Data provided:
= = = = =
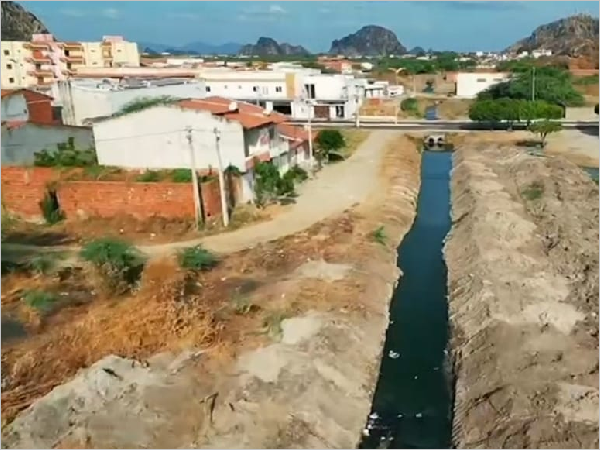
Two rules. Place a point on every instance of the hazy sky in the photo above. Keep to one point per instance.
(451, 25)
= = = = =
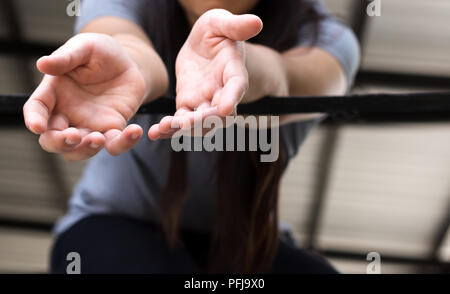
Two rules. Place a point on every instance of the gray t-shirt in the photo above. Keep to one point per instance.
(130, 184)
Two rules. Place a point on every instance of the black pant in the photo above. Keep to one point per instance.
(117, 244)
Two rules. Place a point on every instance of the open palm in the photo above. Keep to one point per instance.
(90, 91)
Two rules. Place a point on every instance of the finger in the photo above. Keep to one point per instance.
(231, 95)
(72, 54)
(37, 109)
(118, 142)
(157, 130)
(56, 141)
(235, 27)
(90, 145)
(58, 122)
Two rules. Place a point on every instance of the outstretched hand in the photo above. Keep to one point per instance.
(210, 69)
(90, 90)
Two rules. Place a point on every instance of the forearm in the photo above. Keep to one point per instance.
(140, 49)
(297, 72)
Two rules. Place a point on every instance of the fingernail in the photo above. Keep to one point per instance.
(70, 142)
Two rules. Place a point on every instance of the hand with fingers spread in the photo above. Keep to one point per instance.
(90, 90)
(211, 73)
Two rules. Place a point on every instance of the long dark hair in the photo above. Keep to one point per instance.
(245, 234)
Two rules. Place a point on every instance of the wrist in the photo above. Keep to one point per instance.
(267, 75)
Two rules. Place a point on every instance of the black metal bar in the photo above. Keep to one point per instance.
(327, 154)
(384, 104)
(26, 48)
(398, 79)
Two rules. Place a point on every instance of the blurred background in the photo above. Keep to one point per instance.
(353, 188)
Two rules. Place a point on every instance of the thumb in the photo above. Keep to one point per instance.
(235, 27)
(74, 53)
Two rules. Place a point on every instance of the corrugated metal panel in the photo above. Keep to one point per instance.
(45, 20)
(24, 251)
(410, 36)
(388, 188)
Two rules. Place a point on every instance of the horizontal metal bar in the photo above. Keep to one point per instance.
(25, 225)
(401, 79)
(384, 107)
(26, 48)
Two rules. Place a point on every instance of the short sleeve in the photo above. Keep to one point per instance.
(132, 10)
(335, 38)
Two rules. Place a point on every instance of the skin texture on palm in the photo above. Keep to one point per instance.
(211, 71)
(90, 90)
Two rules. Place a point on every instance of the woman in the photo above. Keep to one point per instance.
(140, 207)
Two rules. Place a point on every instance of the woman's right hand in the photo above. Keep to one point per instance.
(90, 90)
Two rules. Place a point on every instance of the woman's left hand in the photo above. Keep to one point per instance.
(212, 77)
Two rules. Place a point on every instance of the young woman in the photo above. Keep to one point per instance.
= = = = =
Task: Render the record lines as a Markdown table with the columns Row and Record line, starting at the line that contains "Two rules. Place a point on every instance of the skin" and ending at the line that contains "Two rules. Place a point on every instance of the young", both included. Number each line in the Row column and leave out blank lines.

Problem solution:
| Row | Record line |
|---|---|
| 1 | Two rules. Place a point on every instance of the skin texture on palm in the photo above. Keep to one point per instance. |
| 2 | (211, 71) |
| 3 | (90, 90) |
| 4 | Two rules. Place a point on every instance of the woman in the photo above. Keep to one point per instance. |
| 5 | (140, 207) |
| 6 | Two rules. Place a point on every instance of the woman's right hand in the photo above. Keep to one point per instance. |
| 7 | (90, 90) |
| 8 | Two rules. Place a point on every instance of the woman's left hand in the photo above. Keep to one point per instance. |
| 9 | (212, 77) |
| 10 | Two rules. Place a point on every instance of the young woman in the photo above. Keep to one point per instance. |